EXTRAIT:
L’offensive turco-azérie sur le Nagorny-Karabagh était entrée dans une nouvelle phase avec la conquête de la ville de Chouchi, ancienne citadelle verrouillant la région de la capitale du territoire, Stepanakert. La prise de ce verrou et les conséquences de l’exode de masse provoqué par la guerre ont ouvert la voie à cette tragique évidence : le Karabagh arménien vit sans doute ses derniers jours en tant que tel, alors que le président arménien est parvenu à trouver un accord in extremis, satellisant l’Arménie.
Le premier ministre arménien Nikol Pashinyan, après avoir martelé pendant des semaines un discours martial et triomphaliste, a annoncé qu’un accord de cessation de la guerre avait été réalisé avec l’Azerbaïdjan, par l’intermédiaire de la Russie. C’est une double défaite pour celui qui prétendait émanciper l’Arménie de la tutelle russe et réaliser en pratique les objectifs d’une grande Arménie. C’est le contraire qui se réalise : l’Arménie devient encore plus un satellite russe, alors que le Nagorny-Karabagh rentre dans un processus de désagrégation aux dépens des Arméniens y vivant.
Le message du président est très clair sur le sens de cette défaite, même s’il prétend qu’il n’y a ni vainqueur, ni vaincu.

CONSIGNE ÉCRITE 1:
Répondez aux questions suivantes à partir de l'extrait sur le Nagorny-Karabagh.
(a) Quelle ville a été conquise lors de la nouvelle phase de l'offensive ?
(b) Par l'intermédiaire de quel pays l'accord avec l'Azerbaïdjan a-t-il été réalisé ?
(c) Que prétend le président au sujet de l'issue de la guerre ?
CONSIGNE ÉCRITE 2:
Reprenez le passage de l'extrait sur le Nagorny-Karabagh qui s'ouvre sur les mots « Le premier ministre » et se clôt sur « Arméniens y vivant. », en y changeant « Nikol Pashinyan » en « Nikol Pachinian ».
CONSIGNE ÉCRITE 3:
Poursuivez l'extrait sur le Nagorny-Karabagh à partir de sa dernière phrase.

DONNÉES FOURNIES:

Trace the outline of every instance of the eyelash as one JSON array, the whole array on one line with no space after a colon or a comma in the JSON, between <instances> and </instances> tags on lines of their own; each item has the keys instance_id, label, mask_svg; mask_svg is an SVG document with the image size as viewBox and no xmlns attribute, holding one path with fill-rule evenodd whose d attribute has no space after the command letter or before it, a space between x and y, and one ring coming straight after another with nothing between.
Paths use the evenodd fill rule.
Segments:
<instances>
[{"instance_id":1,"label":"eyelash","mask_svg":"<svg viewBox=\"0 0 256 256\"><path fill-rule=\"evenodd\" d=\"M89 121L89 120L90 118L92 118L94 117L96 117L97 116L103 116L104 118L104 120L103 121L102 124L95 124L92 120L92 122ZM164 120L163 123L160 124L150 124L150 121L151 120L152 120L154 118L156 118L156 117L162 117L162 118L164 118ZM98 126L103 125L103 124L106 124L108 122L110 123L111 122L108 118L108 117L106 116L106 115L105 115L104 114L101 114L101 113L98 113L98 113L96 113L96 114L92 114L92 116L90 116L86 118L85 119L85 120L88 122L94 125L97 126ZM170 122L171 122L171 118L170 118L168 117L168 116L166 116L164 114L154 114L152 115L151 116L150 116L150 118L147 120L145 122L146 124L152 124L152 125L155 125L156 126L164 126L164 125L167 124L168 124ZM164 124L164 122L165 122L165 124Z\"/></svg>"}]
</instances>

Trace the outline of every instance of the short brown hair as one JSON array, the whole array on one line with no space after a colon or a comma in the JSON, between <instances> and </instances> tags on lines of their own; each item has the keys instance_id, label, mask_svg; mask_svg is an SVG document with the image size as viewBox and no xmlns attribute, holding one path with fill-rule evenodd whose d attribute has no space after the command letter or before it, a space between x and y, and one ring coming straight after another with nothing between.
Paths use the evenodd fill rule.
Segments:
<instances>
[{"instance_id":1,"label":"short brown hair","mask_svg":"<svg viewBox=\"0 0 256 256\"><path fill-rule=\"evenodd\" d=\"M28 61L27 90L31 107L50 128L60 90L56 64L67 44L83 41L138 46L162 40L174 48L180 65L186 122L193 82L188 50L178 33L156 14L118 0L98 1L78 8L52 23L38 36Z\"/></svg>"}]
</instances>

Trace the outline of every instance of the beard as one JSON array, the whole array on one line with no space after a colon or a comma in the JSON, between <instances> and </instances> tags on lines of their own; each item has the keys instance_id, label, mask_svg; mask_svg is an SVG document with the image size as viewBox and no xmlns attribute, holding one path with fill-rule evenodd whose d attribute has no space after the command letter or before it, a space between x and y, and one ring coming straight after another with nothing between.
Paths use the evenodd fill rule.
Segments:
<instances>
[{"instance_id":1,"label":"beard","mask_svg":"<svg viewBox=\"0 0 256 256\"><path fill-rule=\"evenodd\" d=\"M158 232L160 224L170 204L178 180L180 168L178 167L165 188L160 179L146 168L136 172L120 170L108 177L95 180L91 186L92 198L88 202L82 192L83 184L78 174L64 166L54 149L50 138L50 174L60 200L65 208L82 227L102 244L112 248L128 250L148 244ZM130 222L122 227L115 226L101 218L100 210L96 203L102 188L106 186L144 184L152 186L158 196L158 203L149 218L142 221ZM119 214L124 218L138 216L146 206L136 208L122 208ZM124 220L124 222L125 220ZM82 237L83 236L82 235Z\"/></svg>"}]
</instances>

RÉPONSE ATTENDUE 1:
(a) La ville de Chouchi.
(b) La Russie.
(c) Il prétend qu'il n'y a ni vainqueur, ni vaincu.

RÉPONSE ATTENDUE 2:
Le premier ministre arménien Nikol Pachinian, après avoir martelé pendant des semaines un discours martial et triomphaliste, a annoncé qu’un accord de cessation de la guerre avait été réalisé avec l’Azerbaïdjan, par l’intermédiaire de la Russie. C’est une double défaite pour celui qui prétendait émanciper l’Arménie de la tutelle russe et réaliser en pratique les objectifs d’une grande Arménie. C’est le contraire qui se réalise : l’Arménie devient encore plus un satellite russe, alors que le Nagorny-Karabagh rentre dans un processus de désagrégation aux dépens des Arméniens y vivant.

RÉPONSE ATTENDUE 3:
« Chers Compatriotes, sœurs et frères,
J’ai pris une décision personnelle grave, extrêmement grave pour moi et pour nous tous. J’ai signé avec les présidents de Russie et d’Azerbaïdjan une déclaration mettant fin à la guerre du Karabagh à une heure. Le texte de la déclaration, qui a déjà été publié, est indescriptiblement douloureux pour moi et pour notre peuple.
J’ai pris cette décision après avoir analysé en profondeur la situation militaire et sur la base de l’avis des personnes qui maîtrisent le mieux cette situation. Également en me fondant sur la conviction que vue la situation, c’est la meilleure solution possible. »
L’accord prévoit en effet un retrait des troupes arméniennes de nombreux secteurs, avec obligation d’un libre passage par l’Arménie entre la République d’Azerbaïdjan et la République autonome du Nakhitchevan. Le tout est supervisé par l’armée russe qui sera présente dans ces zones comme en Arménie !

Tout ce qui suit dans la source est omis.